## YOUR OBJECTIVE
The required output is the lines below from the line containing "Query: paper sheet on hood" to the line containing "drawn like (1116,14).", inclusive, retyped exactly. No other lines belong in it.

::: MATERIAL FOR THE TASK

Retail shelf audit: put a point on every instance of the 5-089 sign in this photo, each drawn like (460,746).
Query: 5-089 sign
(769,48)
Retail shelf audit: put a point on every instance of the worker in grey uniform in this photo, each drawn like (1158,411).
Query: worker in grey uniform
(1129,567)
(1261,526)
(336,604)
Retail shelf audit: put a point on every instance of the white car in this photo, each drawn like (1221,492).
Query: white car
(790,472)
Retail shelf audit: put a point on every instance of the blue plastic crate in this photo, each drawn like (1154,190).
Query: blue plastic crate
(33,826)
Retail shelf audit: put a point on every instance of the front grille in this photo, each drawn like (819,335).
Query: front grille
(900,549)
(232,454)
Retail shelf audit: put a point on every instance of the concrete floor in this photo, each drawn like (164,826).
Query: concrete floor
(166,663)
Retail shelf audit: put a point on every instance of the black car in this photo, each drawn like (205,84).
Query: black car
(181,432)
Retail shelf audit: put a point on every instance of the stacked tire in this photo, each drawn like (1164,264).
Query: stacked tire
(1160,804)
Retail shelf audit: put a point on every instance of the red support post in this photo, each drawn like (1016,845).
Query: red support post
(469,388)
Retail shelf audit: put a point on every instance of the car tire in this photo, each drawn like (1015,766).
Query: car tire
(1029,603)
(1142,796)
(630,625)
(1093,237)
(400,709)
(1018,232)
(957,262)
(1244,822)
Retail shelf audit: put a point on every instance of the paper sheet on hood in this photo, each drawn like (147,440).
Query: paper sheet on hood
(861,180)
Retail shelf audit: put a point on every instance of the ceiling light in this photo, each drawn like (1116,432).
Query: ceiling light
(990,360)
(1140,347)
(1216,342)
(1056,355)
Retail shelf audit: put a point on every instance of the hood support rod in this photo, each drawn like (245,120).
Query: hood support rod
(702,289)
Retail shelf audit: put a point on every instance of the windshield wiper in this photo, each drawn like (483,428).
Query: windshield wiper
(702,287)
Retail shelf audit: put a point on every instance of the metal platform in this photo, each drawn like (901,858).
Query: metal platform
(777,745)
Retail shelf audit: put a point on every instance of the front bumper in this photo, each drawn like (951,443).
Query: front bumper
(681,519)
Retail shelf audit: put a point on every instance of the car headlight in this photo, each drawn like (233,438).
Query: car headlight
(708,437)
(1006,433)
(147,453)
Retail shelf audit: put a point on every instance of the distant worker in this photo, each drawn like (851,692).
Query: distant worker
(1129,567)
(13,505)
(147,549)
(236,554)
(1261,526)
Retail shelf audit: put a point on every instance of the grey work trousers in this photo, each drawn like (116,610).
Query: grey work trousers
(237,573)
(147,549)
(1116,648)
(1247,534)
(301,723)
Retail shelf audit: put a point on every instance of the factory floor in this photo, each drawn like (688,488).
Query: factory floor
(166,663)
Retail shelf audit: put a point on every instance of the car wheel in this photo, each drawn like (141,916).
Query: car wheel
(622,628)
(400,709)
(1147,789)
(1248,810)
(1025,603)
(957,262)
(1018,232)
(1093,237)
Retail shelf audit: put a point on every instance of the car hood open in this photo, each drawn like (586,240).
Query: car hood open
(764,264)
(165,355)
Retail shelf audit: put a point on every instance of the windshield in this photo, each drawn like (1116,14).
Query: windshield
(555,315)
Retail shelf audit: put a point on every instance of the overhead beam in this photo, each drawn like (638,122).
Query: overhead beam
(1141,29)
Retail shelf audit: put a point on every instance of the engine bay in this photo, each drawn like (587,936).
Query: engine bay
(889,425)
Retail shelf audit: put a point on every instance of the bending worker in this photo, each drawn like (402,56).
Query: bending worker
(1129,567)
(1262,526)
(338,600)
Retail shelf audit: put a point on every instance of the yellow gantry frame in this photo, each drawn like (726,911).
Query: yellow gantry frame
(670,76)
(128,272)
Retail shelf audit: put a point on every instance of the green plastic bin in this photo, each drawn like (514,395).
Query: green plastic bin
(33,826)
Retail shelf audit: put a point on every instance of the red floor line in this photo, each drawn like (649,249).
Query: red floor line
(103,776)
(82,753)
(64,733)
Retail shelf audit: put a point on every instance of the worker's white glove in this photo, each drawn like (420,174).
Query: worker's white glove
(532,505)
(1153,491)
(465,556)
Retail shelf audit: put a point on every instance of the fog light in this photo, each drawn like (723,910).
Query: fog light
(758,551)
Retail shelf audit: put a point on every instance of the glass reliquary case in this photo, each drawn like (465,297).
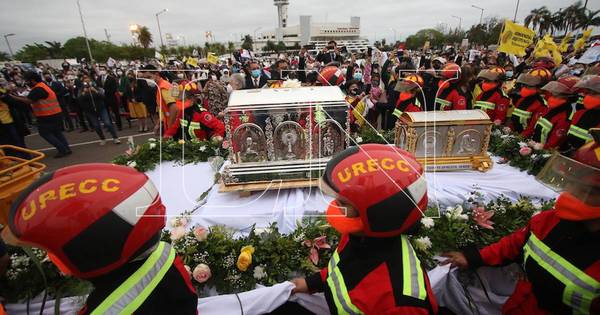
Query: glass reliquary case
(446,140)
(283,134)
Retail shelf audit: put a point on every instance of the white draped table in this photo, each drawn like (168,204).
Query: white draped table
(181,186)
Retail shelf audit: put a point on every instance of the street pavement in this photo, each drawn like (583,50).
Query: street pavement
(86,146)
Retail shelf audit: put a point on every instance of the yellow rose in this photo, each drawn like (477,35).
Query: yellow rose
(245,258)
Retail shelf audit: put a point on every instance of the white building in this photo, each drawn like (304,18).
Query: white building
(317,34)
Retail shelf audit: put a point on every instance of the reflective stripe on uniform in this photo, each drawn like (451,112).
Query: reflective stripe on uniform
(130,295)
(443,103)
(484,105)
(413,281)
(338,288)
(580,133)
(523,116)
(546,128)
(580,288)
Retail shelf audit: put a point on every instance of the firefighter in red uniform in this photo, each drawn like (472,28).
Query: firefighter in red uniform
(492,98)
(379,194)
(551,129)
(449,95)
(103,223)
(560,248)
(530,105)
(586,115)
(194,121)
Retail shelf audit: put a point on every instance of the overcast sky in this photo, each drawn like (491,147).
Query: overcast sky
(58,20)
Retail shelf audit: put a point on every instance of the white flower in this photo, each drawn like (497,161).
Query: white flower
(427,222)
(423,243)
(259,272)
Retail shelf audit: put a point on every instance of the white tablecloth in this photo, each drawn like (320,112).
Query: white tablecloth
(180,186)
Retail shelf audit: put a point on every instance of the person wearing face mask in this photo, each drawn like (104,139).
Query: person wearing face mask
(492,99)
(374,269)
(551,129)
(530,105)
(450,96)
(586,115)
(47,111)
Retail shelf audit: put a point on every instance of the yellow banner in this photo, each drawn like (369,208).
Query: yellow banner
(515,38)
(212,59)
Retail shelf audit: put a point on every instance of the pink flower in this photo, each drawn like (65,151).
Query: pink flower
(177,233)
(482,218)
(525,151)
(316,244)
(201,273)
(201,233)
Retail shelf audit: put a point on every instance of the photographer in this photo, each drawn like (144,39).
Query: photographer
(93,106)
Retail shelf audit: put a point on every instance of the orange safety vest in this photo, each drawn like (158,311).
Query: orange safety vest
(164,110)
(49,105)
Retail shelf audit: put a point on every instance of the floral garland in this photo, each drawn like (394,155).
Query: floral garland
(527,155)
(146,156)
(218,258)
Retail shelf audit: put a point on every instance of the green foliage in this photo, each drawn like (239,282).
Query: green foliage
(145,157)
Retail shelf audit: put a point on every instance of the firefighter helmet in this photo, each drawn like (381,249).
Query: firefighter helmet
(451,71)
(409,82)
(331,76)
(91,218)
(535,77)
(564,85)
(383,184)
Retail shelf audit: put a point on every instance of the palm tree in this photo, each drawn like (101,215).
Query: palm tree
(144,36)
(589,18)
(539,18)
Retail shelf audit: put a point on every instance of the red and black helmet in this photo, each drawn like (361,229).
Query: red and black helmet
(331,76)
(91,218)
(384,184)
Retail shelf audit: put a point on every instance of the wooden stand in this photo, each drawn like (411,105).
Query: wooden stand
(246,190)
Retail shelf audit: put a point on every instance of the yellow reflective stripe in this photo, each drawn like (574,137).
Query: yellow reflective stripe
(443,103)
(580,133)
(485,105)
(336,283)
(413,280)
(580,288)
(130,295)
(546,128)
(397,113)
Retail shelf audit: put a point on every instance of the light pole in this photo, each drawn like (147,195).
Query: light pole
(516,10)
(8,43)
(459,21)
(479,8)
(158,22)
(87,42)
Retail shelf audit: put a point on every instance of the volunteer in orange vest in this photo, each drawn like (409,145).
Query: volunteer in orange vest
(164,99)
(47,112)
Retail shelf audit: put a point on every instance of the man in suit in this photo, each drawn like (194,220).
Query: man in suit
(109,84)
(330,53)
(255,77)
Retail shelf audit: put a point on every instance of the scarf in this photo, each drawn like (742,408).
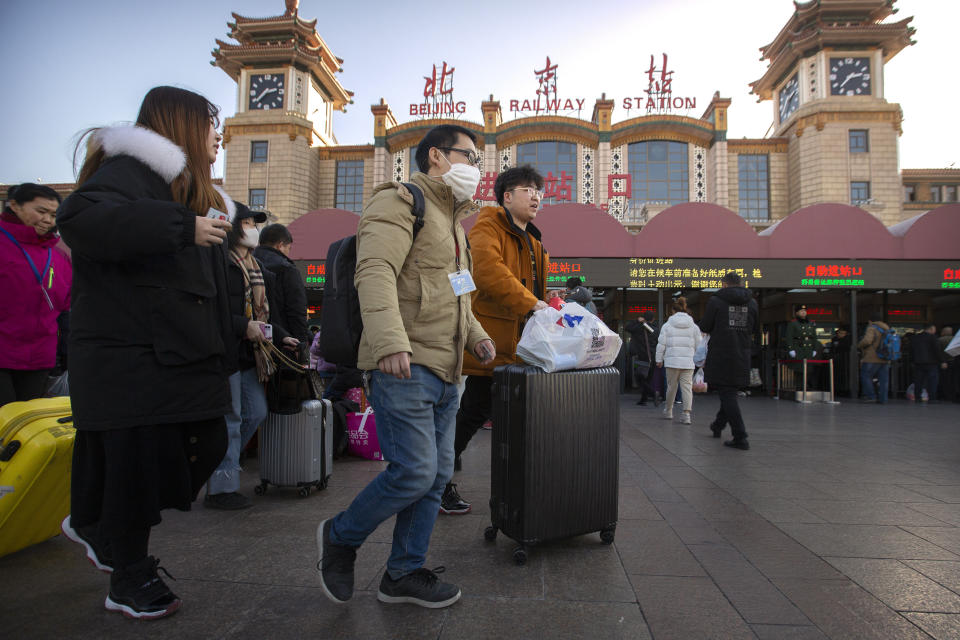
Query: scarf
(255,307)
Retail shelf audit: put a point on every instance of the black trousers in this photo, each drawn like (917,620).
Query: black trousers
(926,376)
(123,478)
(17,385)
(645,383)
(476,407)
(730,413)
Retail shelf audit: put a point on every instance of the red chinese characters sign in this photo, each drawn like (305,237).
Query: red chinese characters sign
(438,94)
(545,97)
(659,91)
(313,272)
(951,278)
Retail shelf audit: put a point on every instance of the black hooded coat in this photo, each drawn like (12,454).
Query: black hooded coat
(731,320)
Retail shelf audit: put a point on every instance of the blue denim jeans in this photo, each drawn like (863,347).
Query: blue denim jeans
(249,400)
(869,371)
(416,421)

::::::

## RESULT BELOW
Query: paper sheet on hood
(861,180)
Retail shelf audit: put a point on every instance of the ceiling light in this photo, each drawn like (1116,432).
Query: ceiling light
(990,360)
(1140,347)
(1216,342)
(1056,355)
Retail shelf audit: put a point on every instance of the hood support rod in this photo, each drawn like (245,120).
Query: hood support rod
(702,289)
Retail shelf audit: put a point on every instance of the windshield wiper in this photo, each drawn like (483,428).
Query: windshield wiper
(702,287)
Retail shelf audit: put a point on every instance of the metal platform in this photo, each drawn like (901,858).
Query: metal platform
(777,745)
Retail shelf audit: put a point on every instance of the front bumper in this photo, each drawn like (951,443).
Query: front bumper
(681,519)
Retail shelf audit: put a point on every instance of the car headlight in this photo, each drawn like (233,438).
Query: car headlight
(708,437)
(1006,433)
(147,453)
Retail shelf audit: put a point on every instance of the distant worker in this photo, each drawn like (851,692).
Query: distant worker
(1129,567)
(13,505)
(147,549)
(236,554)
(1261,526)
Retail shelf audit: put a point on every instance of the grey work trousers in this photo, each drawn like (116,610).
Query: grey work trousers
(237,573)
(147,549)
(1116,648)
(1247,534)
(301,723)
Retail shelf audit: put a point on every instance of the factory floor in this photo, each drawn like (688,488).
Query: factory floor
(166,663)
Retail shelf audit: put a point on every instance of the car wheel in this photo, each drawn like (141,916).
Query: car wheel
(622,628)
(400,709)
(1147,789)
(1248,810)
(1025,603)
(957,262)
(1018,232)
(1093,237)
Retail shelf audit: put a point on every instance of the car hood open in this photo, each drawn like (586,240).
Query: car hood open
(764,264)
(165,355)
Retail shelf audit: put a point on every instance of the windshield in this photo, each drawn like (1116,14).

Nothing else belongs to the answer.